— Description of the task —
Print the data below line for line, from its first line through the line containing "(104, 1246)", and omit the pictures.

-- BEGIN Material for this exercise --

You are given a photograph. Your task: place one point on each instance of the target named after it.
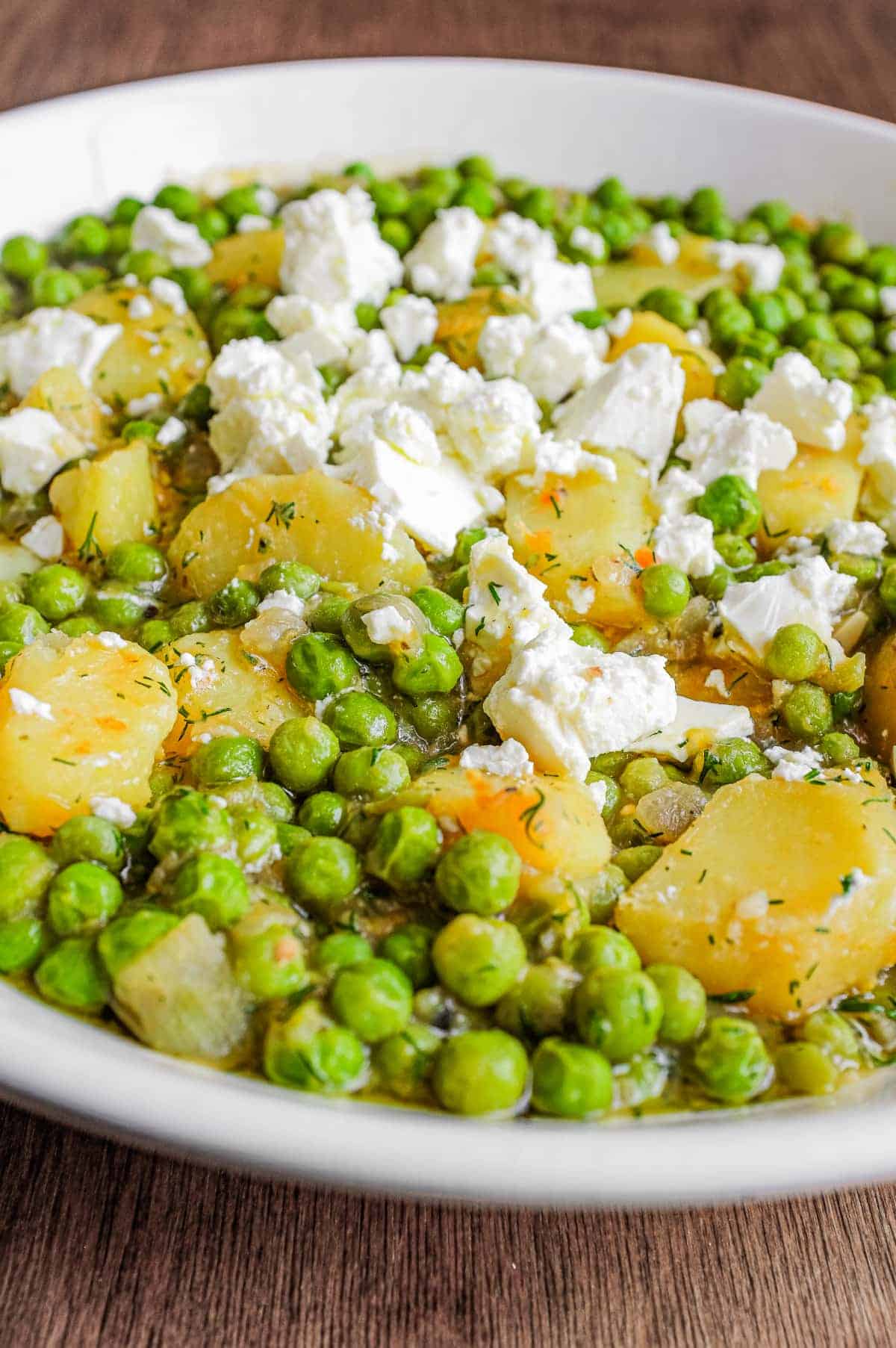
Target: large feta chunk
(634, 406)
(442, 261)
(505, 606)
(159, 231)
(813, 408)
(720, 441)
(333, 252)
(569, 703)
(696, 727)
(33, 448)
(52, 338)
(810, 594)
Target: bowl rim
(100, 1081)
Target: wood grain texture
(103, 1246)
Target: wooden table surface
(104, 1246)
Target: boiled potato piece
(240, 693)
(248, 258)
(792, 919)
(181, 996)
(700, 363)
(107, 500)
(92, 724)
(308, 518)
(553, 824)
(165, 352)
(814, 490)
(585, 530)
(60, 391)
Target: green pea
(405, 847)
(480, 1072)
(373, 999)
(479, 874)
(311, 1053)
(666, 589)
(82, 898)
(25, 875)
(730, 504)
(570, 1080)
(408, 948)
(127, 937)
(73, 976)
(601, 948)
(323, 872)
(732, 1063)
(730, 760)
(741, 379)
(212, 886)
(635, 860)
(405, 1061)
(302, 753)
(186, 822)
(670, 304)
(373, 773)
(340, 951)
(479, 959)
(320, 665)
(641, 775)
(807, 712)
(795, 653)
(323, 813)
(22, 624)
(358, 718)
(22, 944)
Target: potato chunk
(77, 720)
(179, 996)
(165, 352)
(807, 914)
(585, 530)
(108, 500)
(237, 692)
(310, 518)
(553, 822)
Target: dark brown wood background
(103, 1246)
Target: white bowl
(566, 124)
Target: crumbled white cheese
(52, 338)
(507, 760)
(553, 289)
(720, 441)
(632, 406)
(112, 809)
(859, 537)
(388, 624)
(172, 432)
(519, 244)
(505, 606)
(760, 263)
(33, 447)
(697, 725)
(813, 408)
(410, 323)
(567, 703)
(686, 542)
(26, 704)
(159, 231)
(333, 252)
(442, 261)
(45, 538)
(810, 594)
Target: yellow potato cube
(78, 718)
(782, 889)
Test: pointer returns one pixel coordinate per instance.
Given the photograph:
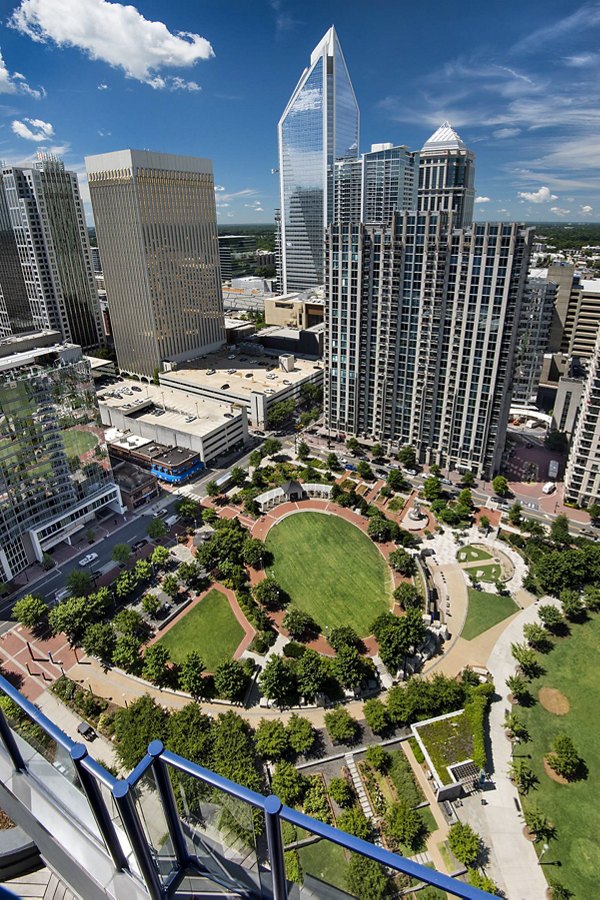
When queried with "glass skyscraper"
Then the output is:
(319, 125)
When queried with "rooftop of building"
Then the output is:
(237, 373)
(182, 412)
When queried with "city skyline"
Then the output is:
(522, 92)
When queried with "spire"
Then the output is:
(445, 138)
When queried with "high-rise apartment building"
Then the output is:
(54, 469)
(382, 182)
(48, 224)
(156, 225)
(582, 476)
(319, 125)
(447, 176)
(421, 328)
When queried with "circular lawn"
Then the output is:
(330, 569)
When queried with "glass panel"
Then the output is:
(225, 834)
(154, 822)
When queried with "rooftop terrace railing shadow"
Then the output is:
(170, 822)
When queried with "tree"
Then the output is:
(340, 725)
(353, 821)
(500, 485)
(268, 593)
(366, 878)
(156, 668)
(79, 583)
(408, 457)
(564, 758)
(121, 553)
(408, 596)
(483, 882)
(349, 667)
(156, 529)
(464, 843)
(278, 681)
(403, 562)
(288, 784)
(551, 617)
(303, 451)
(515, 513)
(160, 557)
(300, 734)
(100, 640)
(312, 672)
(231, 680)
(126, 654)
(379, 758)
(256, 553)
(299, 624)
(271, 739)
(404, 825)
(559, 531)
(30, 610)
(191, 677)
(136, 726)
(376, 716)
(432, 488)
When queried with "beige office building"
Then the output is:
(156, 226)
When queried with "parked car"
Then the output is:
(88, 558)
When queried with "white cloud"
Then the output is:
(543, 195)
(116, 34)
(43, 130)
(17, 83)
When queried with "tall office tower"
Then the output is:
(379, 184)
(54, 469)
(15, 311)
(534, 329)
(48, 224)
(447, 176)
(421, 328)
(582, 476)
(156, 224)
(319, 125)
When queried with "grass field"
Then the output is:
(571, 667)
(471, 553)
(486, 610)
(331, 570)
(78, 442)
(210, 628)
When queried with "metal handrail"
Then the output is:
(158, 759)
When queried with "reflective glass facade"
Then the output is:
(319, 125)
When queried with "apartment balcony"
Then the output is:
(160, 832)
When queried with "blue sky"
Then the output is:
(519, 81)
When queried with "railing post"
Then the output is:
(139, 844)
(275, 843)
(167, 797)
(98, 807)
(8, 739)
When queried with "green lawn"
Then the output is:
(210, 628)
(486, 610)
(78, 442)
(491, 572)
(330, 569)
(571, 667)
(471, 553)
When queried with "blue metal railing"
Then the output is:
(160, 764)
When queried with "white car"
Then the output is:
(90, 558)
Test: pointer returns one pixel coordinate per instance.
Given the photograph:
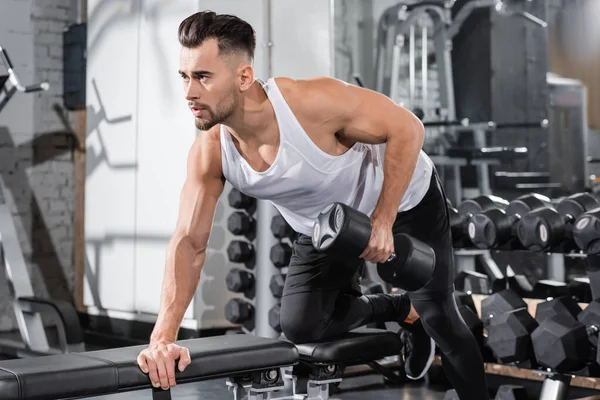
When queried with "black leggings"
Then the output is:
(321, 297)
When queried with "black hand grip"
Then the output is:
(39, 87)
(5, 58)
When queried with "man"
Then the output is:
(303, 145)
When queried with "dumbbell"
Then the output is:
(240, 251)
(240, 223)
(240, 281)
(564, 342)
(478, 283)
(545, 228)
(586, 231)
(509, 333)
(276, 285)
(280, 228)
(495, 227)
(274, 317)
(459, 217)
(240, 201)
(345, 232)
(239, 311)
(280, 255)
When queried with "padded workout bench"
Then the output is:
(326, 360)
(113, 371)
(252, 365)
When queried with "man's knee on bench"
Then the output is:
(303, 330)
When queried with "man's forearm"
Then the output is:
(401, 155)
(181, 277)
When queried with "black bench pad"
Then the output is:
(361, 345)
(116, 370)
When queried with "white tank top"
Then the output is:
(303, 179)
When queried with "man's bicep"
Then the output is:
(197, 204)
(371, 117)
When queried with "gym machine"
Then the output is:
(30, 311)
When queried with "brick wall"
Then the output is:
(39, 175)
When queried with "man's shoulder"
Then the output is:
(317, 97)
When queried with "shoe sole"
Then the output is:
(428, 365)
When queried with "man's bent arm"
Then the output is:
(186, 251)
(366, 116)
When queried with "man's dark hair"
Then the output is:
(232, 33)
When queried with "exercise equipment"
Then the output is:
(280, 254)
(240, 281)
(240, 201)
(274, 317)
(345, 232)
(460, 217)
(30, 311)
(495, 227)
(16, 85)
(246, 361)
(500, 303)
(276, 285)
(504, 392)
(240, 251)
(280, 228)
(240, 223)
(545, 228)
(255, 368)
(241, 312)
(586, 231)
(509, 336)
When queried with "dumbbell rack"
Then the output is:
(260, 282)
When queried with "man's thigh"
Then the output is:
(429, 222)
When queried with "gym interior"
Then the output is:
(94, 136)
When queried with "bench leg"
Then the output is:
(257, 386)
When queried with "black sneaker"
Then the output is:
(419, 350)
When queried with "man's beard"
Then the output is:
(224, 110)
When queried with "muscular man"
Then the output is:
(303, 144)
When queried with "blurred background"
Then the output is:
(95, 130)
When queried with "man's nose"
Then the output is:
(191, 90)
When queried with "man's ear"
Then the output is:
(246, 77)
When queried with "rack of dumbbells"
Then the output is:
(242, 279)
(262, 248)
(542, 327)
(280, 255)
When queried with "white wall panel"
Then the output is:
(112, 73)
(302, 38)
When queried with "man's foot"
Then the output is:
(419, 350)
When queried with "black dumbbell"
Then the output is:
(280, 255)
(240, 281)
(586, 231)
(240, 201)
(564, 342)
(459, 217)
(276, 285)
(496, 227)
(509, 337)
(477, 283)
(239, 311)
(499, 303)
(280, 228)
(241, 251)
(274, 317)
(240, 223)
(545, 228)
(345, 232)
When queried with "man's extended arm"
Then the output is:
(362, 115)
(186, 251)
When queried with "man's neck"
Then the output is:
(255, 117)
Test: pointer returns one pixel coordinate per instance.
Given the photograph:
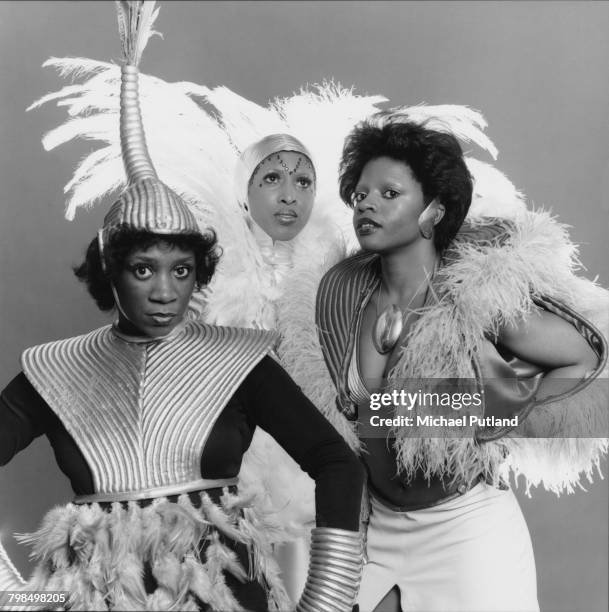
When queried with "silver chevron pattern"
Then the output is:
(141, 413)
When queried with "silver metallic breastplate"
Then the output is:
(141, 413)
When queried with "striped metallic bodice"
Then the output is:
(141, 412)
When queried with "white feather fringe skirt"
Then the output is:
(472, 553)
(202, 551)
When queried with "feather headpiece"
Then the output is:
(147, 203)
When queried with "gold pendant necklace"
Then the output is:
(389, 324)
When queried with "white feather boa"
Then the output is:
(490, 286)
(194, 148)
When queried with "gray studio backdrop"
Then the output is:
(538, 71)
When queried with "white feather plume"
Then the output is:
(135, 21)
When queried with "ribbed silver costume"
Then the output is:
(141, 412)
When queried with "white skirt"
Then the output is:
(472, 553)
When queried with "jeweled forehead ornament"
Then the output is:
(147, 203)
(255, 155)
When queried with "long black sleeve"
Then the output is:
(24, 416)
(274, 402)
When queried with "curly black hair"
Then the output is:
(435, 159)
(124, 241)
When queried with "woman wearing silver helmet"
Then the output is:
(149, 418)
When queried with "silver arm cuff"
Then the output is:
(335, 571)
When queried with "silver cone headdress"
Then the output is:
(147, 203)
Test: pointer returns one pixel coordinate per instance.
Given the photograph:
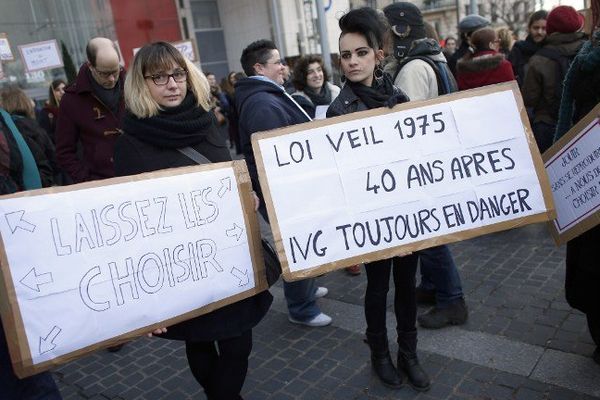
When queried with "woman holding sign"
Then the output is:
(367, 86)
(168, 103)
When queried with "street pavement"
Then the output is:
(522, 341)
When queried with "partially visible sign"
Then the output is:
(86, 266)
(185, 47)
(41, 55)
(5, 52)
(573, 166)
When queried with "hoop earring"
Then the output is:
(378, 73)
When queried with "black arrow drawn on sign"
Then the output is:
(235, 231)
(47, 343)
(242, 276)
(15, 221)
(33, 281)
(225, 186)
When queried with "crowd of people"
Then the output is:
(110, 122)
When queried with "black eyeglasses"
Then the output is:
(178, 76)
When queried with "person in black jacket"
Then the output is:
(523, 49)
(367, 87)
(20, 107)
(168, 103)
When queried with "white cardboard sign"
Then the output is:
(41, 55)
(573, 167)
(93, 264)
(356, 187)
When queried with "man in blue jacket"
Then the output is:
(263, 104)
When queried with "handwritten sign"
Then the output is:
(5, 51)
(573, 166)
(89, 263)
(368, 185)
(41, 55)
(186, 47)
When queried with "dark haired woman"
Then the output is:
(486, 65)
(367, 87)
(522, 50)
(168, 103)
(580, 95)
(49, 114)
(313, 89)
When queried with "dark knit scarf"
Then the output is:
(175, 127)
(587, 62)
(323, 98)
(381, 93)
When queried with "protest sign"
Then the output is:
(573, 166)
(41, 55)
(5, 51)
(90, 265)
(370, 185)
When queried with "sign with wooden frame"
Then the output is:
(92, 265)
(374, 184)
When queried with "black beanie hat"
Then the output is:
(407, 25)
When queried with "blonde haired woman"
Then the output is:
(167, 100)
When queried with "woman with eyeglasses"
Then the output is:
(168, 103)
(368, 86)
(485, 65)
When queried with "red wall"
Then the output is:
(138, 22)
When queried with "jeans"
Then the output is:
(300, 298)
(37, 387)
(220, 372)
(378, 285)
(439, 273)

-- END Material for this exercise --

— Task response —
You are given a photograph. Your task: place one point on each instance of the target named after it.
Target: large feta chunk
(634, 406)
(442, 261)
(505, 606)
(159, 231)
(813, 408)
(720, 441)
(333, 252)
(569, 703)
(696, 727)
(33, 448)
(52, 338)
(810, 594)
Target: bowl rim
(100, 1081)
Target: wood grain texture
(103, 1246)
Target: wooden table surface
(104, 1246)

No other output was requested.